[EXERCISE OBJECTIVE]
Using the text about Guido Bonatti, explain in one to three sentences why Dante's Divine Comedy places Bonatti in hell.

Guido Bonatti  (died between 1296 and 1300) was an Italian mathematician, astronomer and astrologer, who was the most celebrated astrologer of the 13th century.
Bonatti was advisor of Frederick II, Holy Roman Emperor, Ezzelino da Romano III, Guido Novello da Polenta and Guido I da Montefeltro. He also served the communal governments of Florence, Siena and Forlì. His employers were all Ghibellines (supporters of the  Holy Roman Emperor), who were in conflict with the Guelphs (supporters of the Pope), and all were excommunicated at some time or another. Bonatti's astrological reputation was also criticised in Dante's Divine Comedy, where he is depicted as residing in hell as punishment for his astrology.

His most famous work was his Liber Astronomiae or 'Book of Astronomy', written around 1277. This remained a classic astrology textbook for two centuries.

Biography
Bonatti's dates of birth and death are unknown, the latter probably occurring between 1296 and 1300. In 1233 he is known as the winner of a dispute in Bologna with the friar Giovanni Schio from Vicenza, who maintained the non-scientific basis of astrology.

[INFORMATION GIVEN]
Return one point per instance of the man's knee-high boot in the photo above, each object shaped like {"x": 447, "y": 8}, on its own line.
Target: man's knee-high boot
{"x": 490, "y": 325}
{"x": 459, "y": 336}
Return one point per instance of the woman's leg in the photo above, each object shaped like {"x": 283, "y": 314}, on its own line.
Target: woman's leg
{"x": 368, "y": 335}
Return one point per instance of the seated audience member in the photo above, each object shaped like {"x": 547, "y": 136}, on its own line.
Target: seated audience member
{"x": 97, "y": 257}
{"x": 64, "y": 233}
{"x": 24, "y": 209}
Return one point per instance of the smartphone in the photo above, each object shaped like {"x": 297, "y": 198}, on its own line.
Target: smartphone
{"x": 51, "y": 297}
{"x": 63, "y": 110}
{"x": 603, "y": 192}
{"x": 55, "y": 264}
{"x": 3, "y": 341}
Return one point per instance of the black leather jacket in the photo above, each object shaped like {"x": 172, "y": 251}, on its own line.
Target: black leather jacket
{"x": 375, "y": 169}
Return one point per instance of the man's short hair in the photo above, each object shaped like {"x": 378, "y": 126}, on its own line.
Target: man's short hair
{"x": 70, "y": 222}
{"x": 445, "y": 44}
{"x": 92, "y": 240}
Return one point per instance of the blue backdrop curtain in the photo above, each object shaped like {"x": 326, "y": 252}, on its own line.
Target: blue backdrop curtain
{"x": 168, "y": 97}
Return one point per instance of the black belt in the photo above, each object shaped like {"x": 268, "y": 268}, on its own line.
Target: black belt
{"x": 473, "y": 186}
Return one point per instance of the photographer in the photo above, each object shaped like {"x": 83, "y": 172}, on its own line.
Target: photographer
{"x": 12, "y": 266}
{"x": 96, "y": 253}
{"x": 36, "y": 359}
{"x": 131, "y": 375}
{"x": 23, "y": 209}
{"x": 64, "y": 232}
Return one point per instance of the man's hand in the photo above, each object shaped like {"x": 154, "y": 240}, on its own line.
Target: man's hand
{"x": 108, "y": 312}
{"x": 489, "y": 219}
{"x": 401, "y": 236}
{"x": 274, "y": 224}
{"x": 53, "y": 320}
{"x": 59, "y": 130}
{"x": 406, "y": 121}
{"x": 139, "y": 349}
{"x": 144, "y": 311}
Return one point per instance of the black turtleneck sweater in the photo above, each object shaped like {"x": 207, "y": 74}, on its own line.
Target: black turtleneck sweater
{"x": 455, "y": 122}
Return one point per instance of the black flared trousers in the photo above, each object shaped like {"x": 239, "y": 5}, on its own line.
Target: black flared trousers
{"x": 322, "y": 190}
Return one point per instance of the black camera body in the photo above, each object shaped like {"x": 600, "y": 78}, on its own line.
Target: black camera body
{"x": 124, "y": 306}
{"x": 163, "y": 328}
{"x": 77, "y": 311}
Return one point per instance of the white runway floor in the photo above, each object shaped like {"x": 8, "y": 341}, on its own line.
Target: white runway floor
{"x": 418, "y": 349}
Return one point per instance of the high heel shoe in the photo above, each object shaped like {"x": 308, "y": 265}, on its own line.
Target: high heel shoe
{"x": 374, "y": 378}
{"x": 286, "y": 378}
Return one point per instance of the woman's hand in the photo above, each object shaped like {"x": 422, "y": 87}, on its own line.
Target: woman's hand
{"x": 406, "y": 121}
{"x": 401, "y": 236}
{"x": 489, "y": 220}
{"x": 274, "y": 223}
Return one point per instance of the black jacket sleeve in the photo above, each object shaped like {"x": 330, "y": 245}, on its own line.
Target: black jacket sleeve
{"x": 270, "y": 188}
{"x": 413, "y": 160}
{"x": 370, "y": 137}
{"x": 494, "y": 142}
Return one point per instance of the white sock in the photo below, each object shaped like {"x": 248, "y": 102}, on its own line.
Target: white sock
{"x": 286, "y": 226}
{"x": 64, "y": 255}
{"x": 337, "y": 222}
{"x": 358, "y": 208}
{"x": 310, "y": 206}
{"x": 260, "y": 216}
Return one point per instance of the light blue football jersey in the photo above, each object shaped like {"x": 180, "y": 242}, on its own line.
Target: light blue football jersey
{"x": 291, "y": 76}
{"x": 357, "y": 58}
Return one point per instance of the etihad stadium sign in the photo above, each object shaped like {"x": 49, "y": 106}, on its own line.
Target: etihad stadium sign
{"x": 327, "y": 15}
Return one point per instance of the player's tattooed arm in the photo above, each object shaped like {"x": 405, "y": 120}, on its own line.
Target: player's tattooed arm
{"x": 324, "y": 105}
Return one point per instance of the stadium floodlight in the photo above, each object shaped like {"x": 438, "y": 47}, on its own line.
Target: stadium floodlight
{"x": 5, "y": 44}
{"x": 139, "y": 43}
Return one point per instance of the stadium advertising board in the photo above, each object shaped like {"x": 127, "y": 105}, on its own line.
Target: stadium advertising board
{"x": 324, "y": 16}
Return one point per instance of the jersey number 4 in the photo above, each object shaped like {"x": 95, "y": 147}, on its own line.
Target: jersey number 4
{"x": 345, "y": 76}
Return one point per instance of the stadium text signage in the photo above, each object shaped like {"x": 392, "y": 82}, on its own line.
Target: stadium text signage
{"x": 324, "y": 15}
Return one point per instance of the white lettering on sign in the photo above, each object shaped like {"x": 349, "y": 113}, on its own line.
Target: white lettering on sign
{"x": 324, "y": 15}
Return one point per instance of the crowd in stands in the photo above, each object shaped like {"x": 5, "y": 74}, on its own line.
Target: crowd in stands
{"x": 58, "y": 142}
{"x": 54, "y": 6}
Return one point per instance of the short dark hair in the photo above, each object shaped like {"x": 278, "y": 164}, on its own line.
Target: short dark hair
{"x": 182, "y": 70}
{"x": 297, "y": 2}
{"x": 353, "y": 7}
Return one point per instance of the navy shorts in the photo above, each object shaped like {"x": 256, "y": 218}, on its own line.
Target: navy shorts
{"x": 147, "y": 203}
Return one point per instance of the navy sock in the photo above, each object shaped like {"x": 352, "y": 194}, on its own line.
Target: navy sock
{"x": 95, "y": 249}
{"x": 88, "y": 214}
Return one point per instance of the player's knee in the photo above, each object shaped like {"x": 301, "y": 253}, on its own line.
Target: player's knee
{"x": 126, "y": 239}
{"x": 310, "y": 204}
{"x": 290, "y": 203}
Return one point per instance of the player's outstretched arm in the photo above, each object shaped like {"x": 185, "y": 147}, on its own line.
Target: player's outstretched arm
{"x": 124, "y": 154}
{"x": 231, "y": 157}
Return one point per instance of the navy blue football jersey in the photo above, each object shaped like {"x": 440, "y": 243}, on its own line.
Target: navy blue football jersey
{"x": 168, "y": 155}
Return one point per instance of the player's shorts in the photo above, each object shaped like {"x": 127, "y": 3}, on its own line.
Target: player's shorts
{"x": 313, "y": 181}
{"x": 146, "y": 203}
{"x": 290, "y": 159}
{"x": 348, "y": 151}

[ANSWER TO THIS PROBLEM]
The Divine Comedy shows Bonatti living in hell as punishment for his astrology. This depiction was a criticism of his reputation as an astrologer.